*ÉNONCÉ 1*
Recopiez à l'identique le passage de l'extrait sur la création du mannequin, depuis « De multiples approches » jusqu'à « d’un seul mannequin. » inclus.
*ÉNONCÉ 2*
Donnez la suite du texte consacré au mannequin conçu par le V&A, à partir de sa dernière phrase.

====== EXTRAIT

De multiples approches s’offraient à l’équipe pour la création du mannequin, et plusieurs méthodes furent proposées. Dernièrement, l’équipe de mannequinage du V&A a eu recours à la technologie numérique pour concevoir et fabriquer des prototypes de nouveaux mannequins, une technique ayant porté ses fruits. Compte tenu du budget et de l’échéancier, la sculpture numérique s’est avérée encore une fois la manière la plus efficace de créer une nouvelle silhouette. Plusieurs questions nécessitant une réflexion approfondie furent toutefois soulevées, notamment quant à la manière de représenter un continent aussi diversifié que l’Afrique au moyen d’un seul mannequin.
Les membres du réseau de perspectives mondiales du V&A (en anglais Global Narratives Network [GNN]) ainsi que du groupe de coconception d’Africa Fashion, composé de jeunes de 16 à 24 ans, ont été consultés en amont. Tout au long du processus, le directeur artistique kényan Sunny Dolat, qui a agi à titre de consultant en recherche pour l’exposition, a également offert un précieux accompagnement. Les questions relatives à la morphologie du corps, à la physionomie ainsi qu’à la couleur des cheveux et de la peau ont été abordées. L’apparence du mannequin devait se démarquer par des traits africains immédiatement reconnaissables, rappelant la beauté des modèles d’aujourd’hui. Pour ce faire, l’équipe a décidé de créer une nouvelle tête aux traits féminins pouvant se superposer à une variété de corps, permettant ainsi d’inclure des mannequins aux tailles et aux poses variées. Afin d’offrir une diversité de silhouettes, quatre couleurs représentatives des teintes de peau et trois coiffures ont été imaginées pour compléter l’apparence du mannequin.

============
====== SECTION DES DONNÉES

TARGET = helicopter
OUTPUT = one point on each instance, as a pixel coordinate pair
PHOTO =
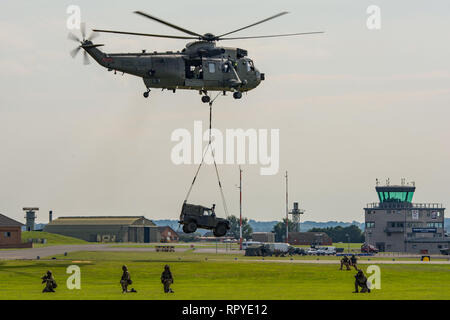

============

*RÉSULTAT 1*
De multiples approches s’offraient à l’équipe pour la création du mannequin, et plusieurs méthodes furent proposées. Dernièrement, l’équipe de mannequinage du V&A a eu recours à la technologie numérique pour concevoir et fabriquer des prototypes de nouveaux mannequins, une technique ayant porté ses fruits. Compte tenu du budget et de l’échéancier, la sculpture numérique s’est avérée encore une fois la manière la plus efficace de créer une nouvelle silhouette. Plusieurs questions nécessitant une réflexion approfondie furent toutefois soulevées, notamment quant à la manière de représenter un continent aussi diversifié que l’Afrique au moyen d’un seul mannequin.

*RÉSULTAT 2*
Fabrication de la tête
La richesse du continent africain, où la beauté prend de nombreuses formes, offre un foisonnement de sources d’inspiration. Il fallait toutefois se doter d’un point de référence unique pour entamer le processus de création de la nouvelle tête. L’équipe souhaitait faire preuve de transparence lors de la conception, en collaborant avec une personne qui agirait comme muse pour la création du mannequin.
Suivant les conseils de Sunny, la modèle Adhel Bol a été invitée à participer au projet. Ses traits sud-soudanais caractéristiques incarnent parfaitement la beauté africaine, de même que l’ascension des modèles d’Afrique sur la scène internationale de la mode.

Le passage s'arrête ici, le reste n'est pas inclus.